Reproduce the lines below with every occurrence of "keypoint" changed to "marker", leaving all other text unaltered.

=== SUPPLIED DATA ===

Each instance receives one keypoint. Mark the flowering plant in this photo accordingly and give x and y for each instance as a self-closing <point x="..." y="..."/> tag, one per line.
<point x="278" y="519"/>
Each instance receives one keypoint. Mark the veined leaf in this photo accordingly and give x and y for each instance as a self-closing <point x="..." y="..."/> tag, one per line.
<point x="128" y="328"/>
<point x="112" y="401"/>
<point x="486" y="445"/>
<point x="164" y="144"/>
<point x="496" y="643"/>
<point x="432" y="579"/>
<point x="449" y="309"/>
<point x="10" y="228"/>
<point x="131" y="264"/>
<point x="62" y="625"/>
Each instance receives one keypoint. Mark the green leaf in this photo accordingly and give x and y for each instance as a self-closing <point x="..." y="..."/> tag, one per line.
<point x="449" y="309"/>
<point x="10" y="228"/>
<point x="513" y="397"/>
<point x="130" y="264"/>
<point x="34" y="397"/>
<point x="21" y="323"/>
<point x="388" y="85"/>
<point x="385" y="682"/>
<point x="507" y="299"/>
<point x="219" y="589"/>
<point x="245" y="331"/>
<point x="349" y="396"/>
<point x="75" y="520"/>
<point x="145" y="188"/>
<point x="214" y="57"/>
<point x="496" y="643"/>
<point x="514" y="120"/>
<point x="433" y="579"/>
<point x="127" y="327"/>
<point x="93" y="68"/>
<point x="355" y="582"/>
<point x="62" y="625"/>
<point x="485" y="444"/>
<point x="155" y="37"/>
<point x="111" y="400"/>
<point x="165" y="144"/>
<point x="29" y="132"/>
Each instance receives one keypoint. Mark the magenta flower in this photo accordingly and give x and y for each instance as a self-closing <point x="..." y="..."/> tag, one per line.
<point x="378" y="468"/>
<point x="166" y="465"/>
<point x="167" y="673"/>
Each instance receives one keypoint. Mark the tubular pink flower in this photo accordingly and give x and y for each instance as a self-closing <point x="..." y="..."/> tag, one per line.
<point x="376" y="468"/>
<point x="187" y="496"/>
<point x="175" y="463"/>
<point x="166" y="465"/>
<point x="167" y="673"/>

===

• **TASK SOLUTION**
Each instance receives one marker. Mark the flowering plant in this photo accordingly and give x and y for each instance as a self-closing <point x="..." y="..."/> tag, one per line.
<point x="278" y="519"/>
Each instance receives one marker. Mark the veined leaf in this photo accordingly and give x and y for each instance as a self-closing <point x="..." y="..."/> tag, one per line.
<point x="128" y="328"/>
<point x="112" y="401"/>
<point x="486" y="445"/>
<point x="164" y="144"/>
<point x="496" y="643"/>
<point x="432" y="579"/>
<point x="449" y="309"/>
<point x="10" y="228"/>
<point x="131" y="264"/>
<point x="62" y="625"/>
Each instance receives one marker. Mark the green leaf in this photo accordingly and give x and y for each instance as a self-closing <point x="..." y="..."/> tag, one per line.
<point x="449" y="309"/>
<point x="10" y="228"/>
<point x="513" y="397"/>
<point x="130" y="264"/>
<point x="34" y="397"/>
<point x="21" y="323"/>
<point x="388" y="85"/>
<point x="385" y="682"/>
<point x="507" y="299"/>
<point x="219" y="589"/>
<point x="245" y="331"/>
<point x="349" y="396"/>
<point x="75" y="520"/>
<point x="145" y="188"/>
<point x="214" y="57"/>
<point x="496" y="643"/>
<point x="514" y="120"/>
<point x="433" y="579"/>
<point x="127" y="327"/>
<point x="93" y="68"/>
<point x="355" y="582"/>
<point x="62" y="625"/>
<point x="485" y="444"/>
<point x="155" y="37"/>
<point x="111" y="400"/>
<point x="165" y="144"/>
<point x="29" y="132"/>
Each instance receives one marker. Mark the magenta flower in this photo accordingly and give x and y for each instance as a self-closing <point x="..." y="..."/> tag, one per line.
<point x="378" y="468"/>
<point x="166" y="465"/>
<point x="167" y="673"/>
Each instance receives one marker. Mark the tubular pink flower in this photo accordingly and give x and y for each instance as a self-closing <point x="..." y="..."/> tag, one per line.
<point x="376" y="468"/>
<point x="187" y="496"/>
<point x="175" y="463"/>
<point x="166" y="465"/>
<point x="167" y="673"/>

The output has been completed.